* GIVEN RECORDS *
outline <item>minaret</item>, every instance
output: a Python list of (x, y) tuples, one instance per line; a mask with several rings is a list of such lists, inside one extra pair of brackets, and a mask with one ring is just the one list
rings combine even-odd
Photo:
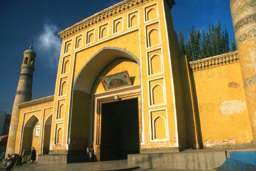
[(20, 113), (17, 108), (17, 105), (31, 100), (33, 73), (35, 71), (35, 60), (36, 57), (35, 52), (32, 50), (32, 43), (33, 41), (31, 42), (29, 49), (26, 50), (23, 53), (23, 62), (20, 67), (20, 76), (12, 113), (6, 156), (9, 154), (14, 154), (15, 145), (18, 145), (16, 144), (18, 142), (17, 140), (19, 137), (16, 137), (16, 132)]
[(230, 0), (230, 6), (253, 132), (252, 145), (256, 146), (256, 2)]

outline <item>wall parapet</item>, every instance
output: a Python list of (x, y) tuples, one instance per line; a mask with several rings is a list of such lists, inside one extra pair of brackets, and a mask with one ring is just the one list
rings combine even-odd
[[(125, 0), (95, 14), (61, 31), (58, 34), (64, 39), (81, 31), (91, 27), (112, 17), (119, 15), (153, 0)], [(165, 0), (171, 9), (175, 5), (174, 0)]]
[(202, 60), (189, 62), (189, 68), (193, 71), (215, 67), (239, 62), (238, 51), (234, 51)]
[(54, 95), (47, 96), (41, 99), (36, 99), (34, 100), (29, 101), (17, 105), (18, 108), (21, 108), (28, 106), (30, 106), (33, 105), (36, 105), (39, 104), (53, 102), (54, 100)]

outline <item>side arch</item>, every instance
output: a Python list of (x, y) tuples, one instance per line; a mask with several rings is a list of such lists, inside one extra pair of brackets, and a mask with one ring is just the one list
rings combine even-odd
[[(159, 88), (161, 88), (161, 89), (159, 89)], [(163, 98), (161, 98), (161, 96), (157, 96), (157, 97), (155, 96), (154, 91), (156, 88), (158, 88), (157, 90), (157, 92), (156, 92), (156, 94), (159, 94), (160, 93), (162, 93)], [(161, 91), (161, 92), (159, 92), (160, 91)], [(164, 93), (164, 86), (162, 84), (158, 83), (155, 84), (152, 87), (152, 88), (150, 90), (150, 94), (151, 95), (151, 105), (165, 103), (165, 99), (166, 99), (166, 97)]]
[(152, 121), (152, 140), (164, 140), (167, 137), (166, 121), (161, 116), (156, 116)]

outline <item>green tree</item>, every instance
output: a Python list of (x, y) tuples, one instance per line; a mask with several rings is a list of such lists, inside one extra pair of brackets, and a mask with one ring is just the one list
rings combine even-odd
[(217, 27), (214, 29), (215, 31), (215, 35), (216, 36), (216, 50), (215, 51), (215, 55), (218, 55), (218, 54), (221, 54), (223, 53), (223, 41), (222, 41), (222, 36), (221, 34), (221, 21), (219, 20), (218, 23)]
[(203, 40), (202, 40), (201, 43), (202, 49), (201, 50), (201, 58), (204, 59), (207, 57), (207, 44), (206, 39), (206, 36), (204, 31), (204, 29), (202, 29), (202, 37), (203, 37)]
[(190, 40), (189, 40), (186, 43), (186, 53), (189, 61), (192, 61), (192, 50), (190, 45)]
[(227, 31), (227, 27), (225, 25), (225, 45), (224, 46), (224, 53), (227, 53), (230, 51), (230, 49), (229, 48), (229, 39), (228, 37), (228, 33)]
[(180, 47), (180, 55), (183, 56), (186, 54), (183, 30), (180, 30), (180, 33), (179, 33), (179, 40), (180, 40), (179, 45)]
[(232, 39), (232, 40), (231, 41), (231, 48), (232, 48), (232, 51), (236, 51), (237, 50), (236, 48), (236, 44), (234, 38)]

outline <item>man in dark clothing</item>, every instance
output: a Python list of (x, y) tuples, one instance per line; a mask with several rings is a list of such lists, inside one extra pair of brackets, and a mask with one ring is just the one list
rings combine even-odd
[(17, 158), (14, 155), (12, 156), (12, 163), (10, 164), (8, 167), (6, 168), (6, 171), (10, 171), (11, 170), (12, 170), (12, 169), (13, 168), (13, 167), (14, 167), (14, 165), (15, 165), (16, 162), (17, 161)]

* DIRECTION *
Copy every entry above verbatim, omitting the picture.

* RESPONSE TO THIS EXERCISE *
outline <item>minaret</item>, every instance
output: a Python list of (x, y) tuples, one instance per line; a mask with several rings is a list of such lists, inside one extra pair of brackets, and a mask with one ring is just the one list
rings combine even-odd
Photo:
[(20, 113), (17, 108), (17, 105), (31, 100), (33, 73), (35, 71), (35, 60), (36, 57), (35, 52), (32, 50), (32, 43), (33, 41), (31, 42), (29, 49), (26, 50), (23, 53), (23, 62), (20, 67), (20, 76), (12, 113), (6, 156), (9, 154), (14, 154), (15, 145), (18, 145), (16, 144), (18, 142), (17, 140), (19, 137), (16, 137), (16, 132)]
[(230, 0), (230, 6), (253, 132), (252, 145), (256, 146), (256, 2)]

outline <item>wall parapet</item>, every instance
output: a Python list of (x, y) tuples, one instance per line; a mask with several rings is a list of such lists, inside one extra pair of brackets, and a mask with one ring is just the one list
rings combine even-odd
[[(125, 0), (95, 14), (61, 31), (58, 34), (64, 39), (81, 31), (91, 27), (112, 17), (119, 15), (153, 0)], [(165, 0), (171, 9), (175, 5), (174, 0)]]
[(202, 60), (189, 62), (189, 68), (193, 71), (215, 67), (239, 62), (238, 51), (234, 51)]
[(54, 95), (47, 96), (41, 99), (36, 99), (34, 100), (29, 101), (17, 105), (18, 108), (21, 108), (28, 106), (30, 106), (33, 105), (36, 105), (39, 104), (53, 102), (54, 100)]

outline <item>side arch</item>, every instance
output: a Python list of (x, y) tuples, one instance per line; a mask with several rings is a list of such lists, inside one extra pair of brackets, and a mask with one ring is just the one list
rings combine even-odd
[[(159, 88), (161, 88), (161, 89), (159, 89)], [(163, 98), (161, 98), (161, 96), (157, 96), (157, 97), (155, 96), (154, 91), (156, 88), (158, 88), (157, 90), (157, 92), (156, 92), (156, 94), (159, 94), (160, 93), (162, 93)], [(161, 91), (161, 92), (159, 92), (160, 91)], [(164, 93), (164, 86), (162, 84), (158, 83), (155, 84), (152, 87), (152, 88), (150, 90), (150, 94), (151, 95), (151, 105), (165, 103), (165, 99), (166, 99), (166, 97)]]
[(152, 121), (152, 140), (164, 140), (167, 137), (166, 121), (161, 116), (156, 116)]

outline <item>green tree</item>, every instance
output: a Python list of (x, y) tuples, one instance per line; a mask with several rings is a list of such lists, inside one extra pair of brackets, and a mask with one ring is just the one list
rings combine even-odd
[(217, 27), (214, 29), (215, 31), (215, 35), (216, 36), (216, 50), (215, 51), (215, 55), (218, 55), (218, 54), (221, 54), (223, 53), (223, 41), (222, 41), (222, 36), (221, 34), (221, 21), (219, 20), (218, 23)]
[(203, 40), (202, 40), (201, 43), (202, 49), (201, 50), (201, 58), (204, 59), (207, 57), (207, 44), (206, 39), (206, 36), (204, 31), (204, 29), (202, 29), (202, 37), (203, 37)]
[(190, 40), (189, 40), (186, 43), (186, 53), (189, 61), (192, 61), (192, 50), (190, 45)]
[(227, 31), (227, 27), (225, 25), (225, 45), (224, 46), (224, 53), (227, 53), (230, 51), (230, 49), (229, 48), (229, 39), (228, 37), (228, 33)]
[(180, 47), (180, 55), (183, 56), (186, 54), (183, 30), (180, 30), (180, 33), (179, 33), (179, 40), (180, 40), (179, 45)]
[(232, 39), (232, 40), (231, 41), (231, 48), (232, 48), (232, 51), (236, 51), (237, 50), (236, 48), (236, 44), (234, 38)]

outline <item>man in dark clothing</item>, every instance
output: a Python list of (x, y) tuples, one instance per line; a mask with several rings is a list of such lists, inside one extra pair of brackets, and a mask with one ring is just the one list
rings combine even-odd
[(17, 158), (14, 155), (12, 156), (12, 163), (10, 164), (8, 167), (6, 168), (6, 171), (10, 171), (11, 170), (12, 170), (12, 169), (13, 168), (13, 167), (14, 167), (14, 165), (15, 165), (16, 162), (17, 161)]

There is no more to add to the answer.